But  "the inevitable discretion in deciding which programs are plausible enough 
to get funded" isn't only a practical or political problem, it is a problem of 
principle. The principle that make Rosenberger plausible and that underlies the 
principle of a forum is that the state abdicates any responsibility for, or 
interest in, the expressive activities that occur in the forum. That's why 
eveyone can get access to the forum on neutral terms and why it is reasonable 
to conclude that the state is not endorsing any of the messages expressed in 
the forum.
 
Once the state's involvement is predicated on furthering state goals, (and that 
is the kind of program Marty has been describing), it's not a forum anymore. It 
is, in principle, a state funding program and subject to all of the reasons why 
the direct funding of religion is problematic.
 
I think prison chaplains are fundamentally distinguishable because, from a 
religious liberty perspective, they do not exist to further the state's 
interests (although they may do so incidentally). They are there to make the 
exercise of religion possible for prisoners in an environment where government 
control would otherwise make religious practice impossible. In that sense, I 
would analogize prison chaplains to traditional public forums (streets and 
parks). Speech needs public places to occur, and the fact that the government 
owns many of those places can't be the basis fordenying speech rights in public 
locations. In both cases, the government isn't using its resources to achieve 
government goals, it is relinquishing control of its resources to avoid making 
it impossible for private persons to exercise their rights -- however they want 
to and, for the most part, regardless of the consequences.
 
Alan Brownstein
 

________________________________

From: [EMAIL PROTECTED] on behalf of Douglas Laycock
Sent: Sat 5/6/2006 12:28 PM
To: Law & Religion issues for Law Academics
Subject: RE: Use of Religion to Achieve Secular Ends


These are serious objections, and they may well be insuperable politically.  
But I'm not sure they are insuperable in principle.  These are preliminary 
thoughts; I have not tried to work through all the practical difficulties in 
any systematic way.

=-=-=

Prompt A>
Answer these from the mailing-list message:
(i) To what does the writer compare prison chaplains?
(ii) Whose name is signed at the end of the first message?
(iii) What is the subject line of the quoted message?
Prompt B> Write out the records again, starting at the line that contains "such as [467,236]." and ending at the last line of the records. Shift every answer coordinate by adding 56 to each of its numbers, and keep all other lines as they are.

=-=-=

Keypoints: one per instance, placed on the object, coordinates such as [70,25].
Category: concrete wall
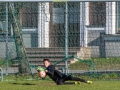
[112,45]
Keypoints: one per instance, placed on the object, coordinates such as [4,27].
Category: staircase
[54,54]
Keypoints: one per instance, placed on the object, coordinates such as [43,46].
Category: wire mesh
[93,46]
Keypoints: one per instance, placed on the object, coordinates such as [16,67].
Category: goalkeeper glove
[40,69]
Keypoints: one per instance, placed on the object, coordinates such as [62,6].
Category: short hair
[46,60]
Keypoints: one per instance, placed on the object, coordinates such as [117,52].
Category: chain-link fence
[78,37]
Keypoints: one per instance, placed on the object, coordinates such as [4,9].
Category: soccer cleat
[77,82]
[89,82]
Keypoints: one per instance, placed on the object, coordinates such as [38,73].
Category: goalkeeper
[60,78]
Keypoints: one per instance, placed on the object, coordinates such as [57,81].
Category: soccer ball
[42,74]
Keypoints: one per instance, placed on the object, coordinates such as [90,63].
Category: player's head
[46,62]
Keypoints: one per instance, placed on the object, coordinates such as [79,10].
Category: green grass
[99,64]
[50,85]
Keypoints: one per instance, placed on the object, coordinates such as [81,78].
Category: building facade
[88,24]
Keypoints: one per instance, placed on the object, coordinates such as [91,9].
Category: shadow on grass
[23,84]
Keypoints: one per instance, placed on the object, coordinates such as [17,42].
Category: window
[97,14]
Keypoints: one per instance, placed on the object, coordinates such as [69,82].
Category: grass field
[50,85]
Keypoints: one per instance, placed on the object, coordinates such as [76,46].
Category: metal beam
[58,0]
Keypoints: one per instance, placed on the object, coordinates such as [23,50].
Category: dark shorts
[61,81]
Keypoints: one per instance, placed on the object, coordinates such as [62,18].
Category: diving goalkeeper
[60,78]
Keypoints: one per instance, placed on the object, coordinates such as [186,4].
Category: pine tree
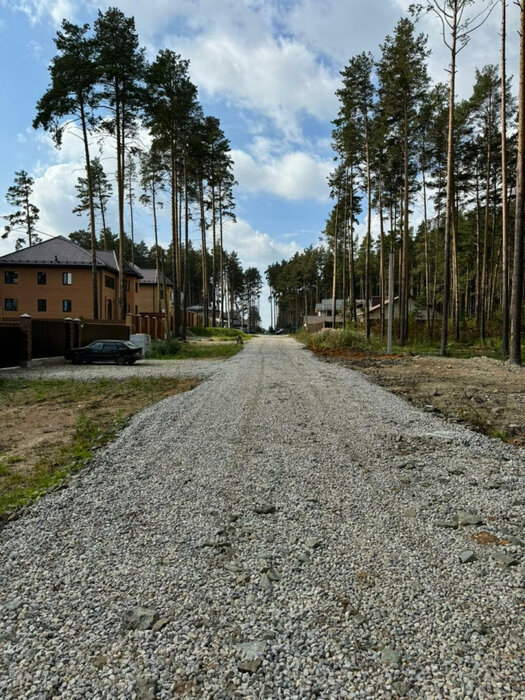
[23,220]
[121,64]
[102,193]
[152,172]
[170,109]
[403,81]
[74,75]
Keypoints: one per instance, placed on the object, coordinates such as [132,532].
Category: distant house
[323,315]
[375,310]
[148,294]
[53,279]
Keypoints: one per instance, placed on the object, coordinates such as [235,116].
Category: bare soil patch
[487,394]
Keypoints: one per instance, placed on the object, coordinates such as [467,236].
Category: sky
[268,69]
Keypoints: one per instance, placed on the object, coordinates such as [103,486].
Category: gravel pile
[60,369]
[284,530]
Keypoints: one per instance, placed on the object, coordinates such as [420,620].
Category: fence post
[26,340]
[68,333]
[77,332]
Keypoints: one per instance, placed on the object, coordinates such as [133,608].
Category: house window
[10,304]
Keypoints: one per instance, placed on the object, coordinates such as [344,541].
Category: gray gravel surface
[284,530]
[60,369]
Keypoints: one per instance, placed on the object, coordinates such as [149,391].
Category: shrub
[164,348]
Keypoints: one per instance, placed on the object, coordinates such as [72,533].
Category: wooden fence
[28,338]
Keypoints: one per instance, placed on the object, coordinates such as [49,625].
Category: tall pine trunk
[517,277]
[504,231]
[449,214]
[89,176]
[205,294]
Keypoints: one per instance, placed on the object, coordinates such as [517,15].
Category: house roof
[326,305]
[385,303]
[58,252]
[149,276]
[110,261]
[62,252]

=-=-=

Solution A>
(i) Traditional public forums (streets and parks)
(ii) Alan Brownstein
(iii) RE: Use of Religion to Achieve Secular Ends

Solution B>
Keypoints: one per instance, placed on the object, coordinates such as [467,236].
Category: sky
[324,125]
Keypoints: one per instance, placed on the object, coordinates such as [103,486].
Category: gravel pile
[116,425]
[340,586]
Keypoints: one per instance, placed on the object, coordinates such as [420,620].
Category: fence post
[82,396]
[124,389]
[133,388]
Keypoints: one per instance, placed on the object, coordinates such as [133,608].
Category: house window
[66,360]
Keypoints: one per instance, placed on the object, coordinates such as [344,541].
Category: gray gravel surface
[340,586]
[116,425]
Keypoints: one per instance, placed on the object, coordinates such as [149,391].
Category: shrub
[220,404]
Keypoints: one per instance, placed on the object, coordinates such as [72,533].
Category: wooden fence
[84,394]
Keypoints: one per instance, placed on the object, coordinates such as [49,625].
Category: tall pine trunk
[573,333]
[560,287]
[505,270]
[145,232]
[261,350]
Keypoints: one per instance, placed on the object, coordinates such as [517,15].
Category: house roof
[382,361]
[441,359]
[114,308]
[205,332]
[166,317]
[118,308]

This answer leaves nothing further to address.